Profile Image for Anthony Thompson.
443 reviews2 followers
March 1, 2026
Your political alignment determines how you read this book, or if you will. If Jan 6 is something that makes you cry and feel like our Democracy came under attack, this book is for you.

If you have questions about an incompetent Biden DOJ who sat on the Epstein files and enabled another Trump presidency, this isn't going to make you feel better.

I don't know how this won aclaim. It's so drippingly partisan that I couldn't really enjoy it. I don't view the world through the lens that News Media is real and Vote Blue No Matter Who, so this book left me feeling like every player involved wasn't contributing to a better America, but a more neo-liberal one.

Again. After hearing the arguments it's clear Trump broke the law, but it's also clear that Trump has at least some merit to his claim that DOJ was weaponized against him.

These people are deep state complicit and spent Justice resources doing this instead of unraveling the Israeli blackmail conspiracy that's draining our country of wealth, power, and prestige.

-- Data entries --
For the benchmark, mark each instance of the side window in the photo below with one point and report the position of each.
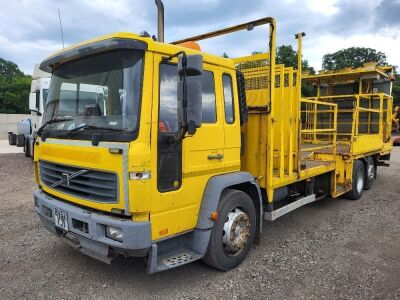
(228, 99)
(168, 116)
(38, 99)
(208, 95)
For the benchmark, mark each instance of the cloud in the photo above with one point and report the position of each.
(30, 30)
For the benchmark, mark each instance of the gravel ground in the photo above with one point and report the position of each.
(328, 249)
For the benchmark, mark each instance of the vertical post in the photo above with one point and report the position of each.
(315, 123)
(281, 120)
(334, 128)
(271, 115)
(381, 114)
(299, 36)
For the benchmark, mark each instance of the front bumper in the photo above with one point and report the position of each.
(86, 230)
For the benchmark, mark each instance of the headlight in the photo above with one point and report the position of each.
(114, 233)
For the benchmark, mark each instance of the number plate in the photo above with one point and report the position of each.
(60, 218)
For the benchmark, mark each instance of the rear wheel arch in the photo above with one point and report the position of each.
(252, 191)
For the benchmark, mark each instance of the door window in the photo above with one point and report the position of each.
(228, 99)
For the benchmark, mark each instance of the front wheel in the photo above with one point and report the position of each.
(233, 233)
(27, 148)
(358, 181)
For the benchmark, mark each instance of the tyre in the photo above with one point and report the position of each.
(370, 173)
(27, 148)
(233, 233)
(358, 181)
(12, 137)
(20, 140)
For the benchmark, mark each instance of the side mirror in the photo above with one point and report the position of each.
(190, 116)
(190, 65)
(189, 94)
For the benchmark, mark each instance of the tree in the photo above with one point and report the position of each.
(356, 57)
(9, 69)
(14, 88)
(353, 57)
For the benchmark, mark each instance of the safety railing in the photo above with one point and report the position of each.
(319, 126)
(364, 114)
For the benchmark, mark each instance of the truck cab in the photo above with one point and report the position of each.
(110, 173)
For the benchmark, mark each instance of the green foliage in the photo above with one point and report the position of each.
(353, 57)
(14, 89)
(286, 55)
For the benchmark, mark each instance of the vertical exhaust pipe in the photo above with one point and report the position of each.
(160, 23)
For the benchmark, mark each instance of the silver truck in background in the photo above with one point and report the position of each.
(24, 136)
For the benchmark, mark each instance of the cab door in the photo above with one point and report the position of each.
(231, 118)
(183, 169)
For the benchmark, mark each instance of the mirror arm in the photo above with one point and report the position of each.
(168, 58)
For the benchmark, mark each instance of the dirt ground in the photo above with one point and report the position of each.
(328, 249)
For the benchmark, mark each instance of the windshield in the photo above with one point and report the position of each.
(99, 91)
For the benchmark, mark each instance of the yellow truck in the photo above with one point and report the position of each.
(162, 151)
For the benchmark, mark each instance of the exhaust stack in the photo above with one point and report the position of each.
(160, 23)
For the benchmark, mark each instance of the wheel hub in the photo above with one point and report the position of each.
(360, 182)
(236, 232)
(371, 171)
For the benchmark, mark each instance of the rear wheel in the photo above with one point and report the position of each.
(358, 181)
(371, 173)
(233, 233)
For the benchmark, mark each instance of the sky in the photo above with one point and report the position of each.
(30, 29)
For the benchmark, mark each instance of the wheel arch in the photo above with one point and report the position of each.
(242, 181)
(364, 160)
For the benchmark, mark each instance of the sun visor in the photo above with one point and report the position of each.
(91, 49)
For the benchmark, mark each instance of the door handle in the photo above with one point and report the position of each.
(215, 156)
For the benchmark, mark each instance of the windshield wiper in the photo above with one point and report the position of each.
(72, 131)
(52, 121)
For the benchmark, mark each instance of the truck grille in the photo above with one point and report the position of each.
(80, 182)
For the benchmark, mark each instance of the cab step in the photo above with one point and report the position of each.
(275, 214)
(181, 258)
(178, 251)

-- Tasks for this exercise --
**A.** In the book review, change "incompetent" to "ineffective" and write out the passage from "If you have" up to and including "you feel better.".
**B.** Write what comes next in the book review, picking up after its final sentence.

-- Answers by task --
**A.**
If you have questions about an ineffective Biden DOJ who sat on the Epstein files and enabled another Trump presidency, this isn't going to make you feel better.

**B.**
Profile Image for Vera.
249 reviews
February 5, 2026
I suppose 45-47 would call this book “fake” news, which actually is his own brand of doublespeak. How can you tell he’s lying? His lips are moving. This book covers a multitude of his deceptions, lies and cover ups. Truly sickening. And there’s a whole cadre of lawyers that allowed him to get away with it. And they continue to do so. Stand up for truth and honesty and integrity and democracy and decency and humanity. Read this book!
59 reviews1 follower
December 8, 2025
Prepare to be sick. Disgusted. Furious. Sad. Fatigued. Helpless.
I kept thinking of what Mr. Rogers would tell frightened children during scary times: look for the helpers and turn to them.
As adults, where do you turn when the helpers become the hunters? The scenarios outlined in this book will take decades to heal. There will be irreparable scars that will cover generations. Americans have done this to ourselves. There are no innocent spectators. We've all played our parts.
Profile Image for Dave Reads.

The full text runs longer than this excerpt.